*** GIVEN INFORMATION ***

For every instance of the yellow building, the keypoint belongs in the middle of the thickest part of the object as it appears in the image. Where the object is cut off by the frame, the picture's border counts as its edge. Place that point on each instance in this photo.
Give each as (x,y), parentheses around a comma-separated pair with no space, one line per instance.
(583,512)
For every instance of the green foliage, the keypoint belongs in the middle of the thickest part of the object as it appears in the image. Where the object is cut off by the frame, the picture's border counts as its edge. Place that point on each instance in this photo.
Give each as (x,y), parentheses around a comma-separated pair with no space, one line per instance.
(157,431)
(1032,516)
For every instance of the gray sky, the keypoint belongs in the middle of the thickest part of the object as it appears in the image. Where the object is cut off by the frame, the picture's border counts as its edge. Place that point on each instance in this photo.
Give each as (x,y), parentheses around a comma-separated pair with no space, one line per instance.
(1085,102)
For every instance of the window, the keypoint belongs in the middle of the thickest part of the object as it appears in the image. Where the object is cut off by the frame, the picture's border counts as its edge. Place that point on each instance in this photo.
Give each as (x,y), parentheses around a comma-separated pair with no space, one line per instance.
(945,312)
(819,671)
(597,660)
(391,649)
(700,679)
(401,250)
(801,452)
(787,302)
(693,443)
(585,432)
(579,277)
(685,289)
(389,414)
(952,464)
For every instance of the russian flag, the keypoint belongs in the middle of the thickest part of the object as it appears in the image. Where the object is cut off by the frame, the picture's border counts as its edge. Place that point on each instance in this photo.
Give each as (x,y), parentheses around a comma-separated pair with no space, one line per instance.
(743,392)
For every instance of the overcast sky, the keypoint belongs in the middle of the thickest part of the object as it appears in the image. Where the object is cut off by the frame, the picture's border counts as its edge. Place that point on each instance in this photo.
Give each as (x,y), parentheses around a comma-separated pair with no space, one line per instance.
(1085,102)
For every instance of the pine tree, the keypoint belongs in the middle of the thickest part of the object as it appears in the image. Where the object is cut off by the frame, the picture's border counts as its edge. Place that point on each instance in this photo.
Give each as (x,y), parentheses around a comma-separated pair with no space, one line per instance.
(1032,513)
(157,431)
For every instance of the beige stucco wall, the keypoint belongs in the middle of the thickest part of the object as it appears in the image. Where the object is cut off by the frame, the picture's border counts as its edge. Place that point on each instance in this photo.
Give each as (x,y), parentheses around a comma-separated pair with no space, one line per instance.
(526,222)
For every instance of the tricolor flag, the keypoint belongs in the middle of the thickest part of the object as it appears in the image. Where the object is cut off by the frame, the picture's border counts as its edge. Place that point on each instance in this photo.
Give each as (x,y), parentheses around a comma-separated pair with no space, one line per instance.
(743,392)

*** End of GIVEN INFORMATION ***

Match on "flag" and copy out every line of the entries that contains it.

For every instance of the russian flag, the keypoint belongs in the middle of the thickest part of the object as it appears in the image. Where the object is cut off by the frame, the picture's border counts as its edge. Place that point on each instance in this photo.
For every instance of the tricolor flag, the keypoint belongs in the middle of the thickest part of the object as it appears in the image. Where the object is cut off by the frame, the picture's border counts as its edge. Place that point on each instance in this photo.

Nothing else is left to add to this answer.